───── DOCUMENT PASSAGE

125

Is there a way to take a List and convert it into a comma separated string?

I know I can just loop and build it, but somehow I think some of you guys a more cool way of doing it?

I really want to learn these types of 'tricks', so please explain or link to the docs on the method you use.

202
List<int> list = ...;
string.Join(",", list.Select(n => n.ToString()).ToArray())
17
  • 7
    Clever but slow and bloated, as it allocates one string per element. Using a StringBuilder would be much more efficient. – Steven Sudit Oct 6 '09 at 23:49
  • 3
    From what I saw online(quick search) String.Join is faster than using a StringBuilder. – Yuriy Faktorovich Oct 6 '09 at 23:51
  • 4
    stackoverflow.com/questions/585860/…, you are incorrect Steven – Yuriy Faktorovich Oct 6 '09 at 23:53
  • 6
    I think Steven is referring to the n.ToString() part rather than the String.Join. – Larsenal Oct 6 '09 at 23:53
  • 10
    Larsenal: but StringBuilder.Append(Int32) internally calls ToString on the integer anyway. StringBuilder doesn't magically avoid the cost of allocating a string for each element; it just tucks it nicely out of sight. – itowlson Oct 7 '09 at 0:03
122

Simple solution is

List<int> list = new List<int>() {1,2,3};
string.Join<int>(",", list)

I used it just now in my code, working funtastic.

──────────
───── MATERIAL SHOWN

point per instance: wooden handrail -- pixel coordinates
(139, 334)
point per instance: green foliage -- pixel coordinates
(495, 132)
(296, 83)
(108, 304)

──────────

» **SET TASK**:
Continue the forum thread on turning a List into a comma-separated string, picking up after its last line.

» **SOLVED PROBLEM**:
3
  • 1
    Thank! this is beautiful approach – Irfan Ashraf Mar 16 '17 at 7:39
  • 2
    This is a better approach then the accepted answer one. With this approach you don't have to import Linq and this is faster. – JoKeRxbLaCk May 22 '19 at 9:58
  • Cool! I never knew string.Join has generic overloads. Thanks. – mrmashal Jan 22 '20 at 13:59
11
List<int> list = new List<int> { 1, 2, 3 };
Console.WriteLine(String.Join(",", list.Select(i => i.ToString()).ToArray()));
1
  • Great if you can't use .NET 4 – Greg Woods Apr 9 '13 at 11:42
6

For approximately one gazillion solutions to a slightly more complicated version of this problem -- many of which are slow, buggy, or don't even compile -- see the comments to my article on this subject:

https://docs.microsoft.com/en-us/archive/blogs/ericlippert/comma-quibbling

and the StackOverflow commentary:

Eric Lippert's challenge "comma-quibbling", best answer?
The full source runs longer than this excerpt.